WASHINGTON — Rep. Chris Smith (NJ-04), Chairman of the Commission on Security and Cooperation in Europe (U.S. Helsinki Commission), today introduced legislation to authorize the Secretary of State to advance efforts at the United Nations to establish an international legal standing for International Commission on Missing Persons (ICMP). Smith’s bill, the International Commission on Missing Persons Assistance Act of 2012, H.R. 4344, would allow the ICMP to provide assistance globally on identifying and locating persons missing as a result of conflict and disaster – particularly through DNA technologies that it has developed in the western Balkans since the 1990s. (Click here for the text of H.R. 4344.)
“No other organization can fill this role – and if the ICMP isn’t given the status it requires to ‘go global,’ its institutional capacity could be lost, due to the winding-up of its work in the Balkans and the lack of clarity in its legal status elsewhere,” said Chairman Smith. “Because of the sensitive information the ICMP acquires in the process of identifying missing persons, it cannot simply work with governments outside the western Balkans. H.R. 4344 will ensure that the ICMP obtains the internationally-recognized legal status necessary to carry out its mandate globally – wherever governments need assistance in locating and identifying missing persons.”
On February 28 Chairman Smith held a hearing of the Commission on Security and Cooperation in Europe to examine the effectiveness of global efforts to identify missing persons. At that hearing, Smith took testimony from Queen Noor of Jordan, an ICMP commissioner, and others on the ICMP’s unique resources to locate and identify persons missing as a result of conflicts, natural or man-made disasters, to support investigation of genocide and mass atrocities, and other human rights violations, as well as the emotional relief and closure families receive when the ICMP provides them with reliable information about the fate of missing loved ones.

--------------------------------------------------

• SET OF TASKS:
(A) Rewrite the missing-persons bill passage from the words "On February 28" through "missing loved ones.", substituting "session" for every occurrence of "hearing".
(B) Continue the missing-persons bill passage from its final sentence.

--------------------------------------------------

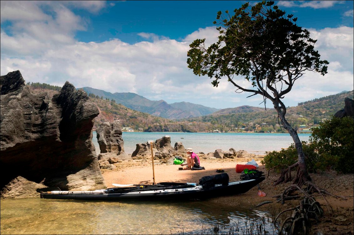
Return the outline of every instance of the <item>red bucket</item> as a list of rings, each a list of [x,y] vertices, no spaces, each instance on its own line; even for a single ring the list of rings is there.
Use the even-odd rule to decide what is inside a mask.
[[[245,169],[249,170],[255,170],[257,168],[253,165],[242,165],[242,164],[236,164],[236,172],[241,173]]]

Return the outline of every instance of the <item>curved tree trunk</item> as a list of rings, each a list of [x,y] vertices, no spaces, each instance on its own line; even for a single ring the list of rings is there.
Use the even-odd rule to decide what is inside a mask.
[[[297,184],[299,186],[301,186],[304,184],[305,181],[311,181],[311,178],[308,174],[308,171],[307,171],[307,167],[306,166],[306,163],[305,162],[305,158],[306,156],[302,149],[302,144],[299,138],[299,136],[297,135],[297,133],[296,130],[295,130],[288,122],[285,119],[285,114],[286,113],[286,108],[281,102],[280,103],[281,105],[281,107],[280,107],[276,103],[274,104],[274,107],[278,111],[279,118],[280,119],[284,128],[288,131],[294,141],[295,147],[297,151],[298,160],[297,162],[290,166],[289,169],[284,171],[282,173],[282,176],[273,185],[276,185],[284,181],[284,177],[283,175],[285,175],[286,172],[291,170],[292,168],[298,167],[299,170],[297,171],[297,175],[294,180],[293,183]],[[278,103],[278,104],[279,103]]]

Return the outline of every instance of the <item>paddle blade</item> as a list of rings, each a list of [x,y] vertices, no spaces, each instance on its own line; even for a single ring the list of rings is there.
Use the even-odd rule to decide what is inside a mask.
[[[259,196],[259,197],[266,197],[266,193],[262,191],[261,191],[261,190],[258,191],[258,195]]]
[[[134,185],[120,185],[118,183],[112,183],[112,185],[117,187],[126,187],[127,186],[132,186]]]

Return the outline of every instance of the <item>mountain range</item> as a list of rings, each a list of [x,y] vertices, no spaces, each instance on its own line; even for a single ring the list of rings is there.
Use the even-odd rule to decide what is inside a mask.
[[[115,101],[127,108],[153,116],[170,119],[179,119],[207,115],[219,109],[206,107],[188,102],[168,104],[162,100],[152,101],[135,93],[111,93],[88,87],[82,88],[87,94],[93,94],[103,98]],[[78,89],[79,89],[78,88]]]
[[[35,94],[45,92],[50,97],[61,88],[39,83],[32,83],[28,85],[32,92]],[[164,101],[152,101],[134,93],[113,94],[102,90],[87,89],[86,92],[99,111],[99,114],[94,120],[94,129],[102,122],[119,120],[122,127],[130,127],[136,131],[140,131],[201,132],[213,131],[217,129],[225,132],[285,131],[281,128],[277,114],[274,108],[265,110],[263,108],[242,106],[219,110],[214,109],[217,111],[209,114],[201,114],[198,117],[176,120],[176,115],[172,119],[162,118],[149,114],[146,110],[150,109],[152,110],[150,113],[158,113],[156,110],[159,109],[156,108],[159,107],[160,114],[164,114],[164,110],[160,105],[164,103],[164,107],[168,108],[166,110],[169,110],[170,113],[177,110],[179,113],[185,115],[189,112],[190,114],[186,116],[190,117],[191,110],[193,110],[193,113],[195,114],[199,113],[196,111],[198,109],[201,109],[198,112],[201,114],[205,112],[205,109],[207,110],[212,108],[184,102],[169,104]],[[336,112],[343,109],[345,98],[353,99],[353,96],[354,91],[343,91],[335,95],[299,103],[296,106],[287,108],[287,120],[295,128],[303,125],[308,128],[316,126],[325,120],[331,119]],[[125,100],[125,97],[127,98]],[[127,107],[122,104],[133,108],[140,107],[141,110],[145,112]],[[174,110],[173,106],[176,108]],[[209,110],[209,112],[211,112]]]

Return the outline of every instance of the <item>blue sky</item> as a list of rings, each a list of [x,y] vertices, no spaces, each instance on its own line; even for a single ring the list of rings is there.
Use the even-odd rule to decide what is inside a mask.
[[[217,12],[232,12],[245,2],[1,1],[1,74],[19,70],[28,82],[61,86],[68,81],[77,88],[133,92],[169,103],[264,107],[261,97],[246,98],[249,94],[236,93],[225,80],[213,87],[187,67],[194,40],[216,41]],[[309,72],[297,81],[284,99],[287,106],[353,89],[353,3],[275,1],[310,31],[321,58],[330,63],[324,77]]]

--------------------------------------------------

• SOLVED PROBLEMS:
(A)
On February 28 Chairman Smith held a session of the Commission on Security and Cooperation in Europe to examine the effectiveness of global efforts to identify missing persons. At that session, Smith took testimony from Queen Noor of Jordan, an ICMP commissioner, and others on the ICMP’s unique resources to locate and identify persons missing as a result of conflicts, natural or man-made disasters, to support investigation of genocide and mass atrocities, and other human rights violations, as well as the emotional relief and closure families receive when the ICMP provides them with reliable information about the fate of missing loved ones.

(B)
Queen Noor testified, “I have been in the mass graves. I am still haunted by the memory. I still cannot comprehend… the calculated, systematic attempts to strip these people of their humanity and to hide their bodies repeatedly so that they would never be identified, in order to deny that these atrocities took place… Through painstaking work and the exquisitely sensitive techniques of DNA analysis, ICMP is able to make genetic matches between DNA profiles taken from skeletal remains recovered from mass graves and DNA profiles provided voluntarily by living family members, thus merging state-of-the-art science with human outreach in the service of justice and human rights… Today, of the approximately 8,100 persons killed and missing from the 1995 fall of Srebrenica, ICMP has helped identify 6,700… The need for knowledge, for closure, in these situations is universal… the healing and recovery it provides the victims, as well as the process of accountability it helps foster with governments, are absolutely integral to the processes of healing, reconciliation, justice and ultimately conflict prevention.”
There are currently over a million reported cases of persons missing/ unidentifiable from wars and violations of human rights, and an estimated 150,000 individuals go missing from natural disasters alone. (Click here to read about the February 28 hearing.)
Original co-sponsors of H.R. 4344 are Rep. Michael Turner (OH-03), Rep. Mike McIntyre (NC-07), and Rep. James Moran (VA-08).